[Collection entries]
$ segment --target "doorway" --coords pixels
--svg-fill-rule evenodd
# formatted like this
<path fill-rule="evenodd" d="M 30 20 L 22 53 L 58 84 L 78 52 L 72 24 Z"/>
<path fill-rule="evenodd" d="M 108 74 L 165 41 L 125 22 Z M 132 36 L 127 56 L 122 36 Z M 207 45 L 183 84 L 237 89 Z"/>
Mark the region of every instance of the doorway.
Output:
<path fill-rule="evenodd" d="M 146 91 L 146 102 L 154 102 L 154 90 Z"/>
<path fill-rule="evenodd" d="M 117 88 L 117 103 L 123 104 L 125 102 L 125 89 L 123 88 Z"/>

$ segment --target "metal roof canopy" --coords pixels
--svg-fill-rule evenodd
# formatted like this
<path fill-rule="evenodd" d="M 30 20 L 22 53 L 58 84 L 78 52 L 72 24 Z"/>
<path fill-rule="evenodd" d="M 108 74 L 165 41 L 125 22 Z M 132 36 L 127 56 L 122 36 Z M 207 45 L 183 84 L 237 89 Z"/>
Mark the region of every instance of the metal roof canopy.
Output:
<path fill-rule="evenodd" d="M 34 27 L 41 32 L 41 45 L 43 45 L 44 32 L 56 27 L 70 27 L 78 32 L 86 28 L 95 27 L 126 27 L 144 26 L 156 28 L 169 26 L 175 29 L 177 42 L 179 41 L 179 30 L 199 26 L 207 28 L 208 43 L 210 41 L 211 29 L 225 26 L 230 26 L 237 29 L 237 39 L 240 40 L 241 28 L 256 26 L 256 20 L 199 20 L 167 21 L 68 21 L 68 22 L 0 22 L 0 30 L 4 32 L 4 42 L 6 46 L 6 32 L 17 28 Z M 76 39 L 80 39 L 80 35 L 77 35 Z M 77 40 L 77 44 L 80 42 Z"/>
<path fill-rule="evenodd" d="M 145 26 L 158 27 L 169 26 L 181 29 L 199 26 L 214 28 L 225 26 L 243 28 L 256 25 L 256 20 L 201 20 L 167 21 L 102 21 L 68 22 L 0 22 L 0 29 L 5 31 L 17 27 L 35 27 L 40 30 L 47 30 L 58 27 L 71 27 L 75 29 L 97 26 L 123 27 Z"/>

* SET TASK *
Can you reproduce everything from the start of the items down to the line containing "117 88 L 117", requests included, adding -13 to every coordinate in the answer paths and leaving all other lines unchanged?

* TASK ANSWER *
$ segment --target "doorway" --coords pixels
--svg-fill-rule evenodd
# formatted like this
<path fill-rule="evenodd" d="M 30 20 L 22 53 L 58 84 L 78 52 L 72 24 Z"/>
<path fill-rule="evenodd" d="M 108 74 L 165 41 L 125 22 Z M 132 36 L 127 56 L 122 36 Z M 207 45 L 183 84 L 237 89 Z"/>
Mark the region of every instance of the doorway.
Output:
<path fill-rule="evenodd" d="M 133 78 L 133 89 L 141 89 L 141 77 Z"/>
<path fill-rule="evenodd" d="M 104 75 L 104 90 L 110 91 L 112 89 L 112 76 L 110 75 Z"/>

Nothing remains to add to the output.